> **REQUIREMENTS**
Copy every line of the records below, requests included, and shift each polygon vertex coordinate in the answers by adding -41 to it.

> **RECORDS FOR PROCESSING**
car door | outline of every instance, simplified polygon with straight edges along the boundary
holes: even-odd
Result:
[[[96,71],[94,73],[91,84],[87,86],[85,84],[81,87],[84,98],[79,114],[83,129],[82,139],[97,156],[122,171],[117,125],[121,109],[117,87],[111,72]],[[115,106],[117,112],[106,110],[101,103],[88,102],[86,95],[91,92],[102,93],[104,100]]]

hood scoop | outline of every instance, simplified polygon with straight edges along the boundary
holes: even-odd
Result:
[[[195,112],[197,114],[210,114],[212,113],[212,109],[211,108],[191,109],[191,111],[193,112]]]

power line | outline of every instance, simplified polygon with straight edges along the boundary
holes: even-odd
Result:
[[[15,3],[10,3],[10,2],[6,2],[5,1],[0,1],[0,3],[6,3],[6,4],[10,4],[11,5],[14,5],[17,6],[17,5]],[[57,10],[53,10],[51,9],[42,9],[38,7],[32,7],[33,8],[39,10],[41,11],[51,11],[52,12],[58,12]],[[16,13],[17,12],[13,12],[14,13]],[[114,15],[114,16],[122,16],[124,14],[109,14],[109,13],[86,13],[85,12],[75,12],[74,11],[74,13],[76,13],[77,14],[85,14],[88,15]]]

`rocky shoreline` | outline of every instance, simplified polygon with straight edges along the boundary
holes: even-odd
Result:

> **ANSWER TO THIS TASK**
car door | outline of every instance, simplified polygon with straight edges along the boundary
holes: even-odd
Result:
[[[55,30],[53,32],[50,43],[46,45],[44,43],[40,46],[43,57],[38,73],[42,88],[41,98],[56,115],[81,130],[76,84],[80,68],[76,46],[70,31]],[[74,65],[76,71],[65,69],[60,62],[47,61],[45,54],[50,51],[61,52],[63,59]]]

hood scoop | outline of every instance, simplified polygon with straight edges along the boundary
holes: even-odd
Result:
[[[154,71],[156,73],[169,73],[171,72],[171,68],[170,67],[150,68],[150,70],[152,71]]]

power line | outline of every instance, simplified polygon with straight edges along the boundary
holes: even-odd
Result:
[[[-26,-38],[-31,-38],[-31,-39],[-35,-39],[-36,-40],[-41,-40],[-41,-38],[-35,-38],[-35,-37],[-31,-37],[-30,-36],[-27,-36],[-24,-35],[-24,-36]],[[16,-31],[12,-31],[10,-32],[1,-32],[-3,-34],[-9,-34],[-8,-33],[-2,-31],[0,-30],[10,-30],[11,-29],[17,-29]],[[-25,-28],[-24,-29],[-28,-29],[-27,-28]],[[73,-26],[73,-25],[81,-25],[83,-27],[68,-27],[68,-28],[45,-28],[44,-29],[34,-29],[33,-30],[33,-28],[35,-28],[36,-27],[44,-27],[47,-26]]]

`rocky shoreline` | outline of every instance, simplified polygon with straight edges along the boundary
holes: even-odd
Result:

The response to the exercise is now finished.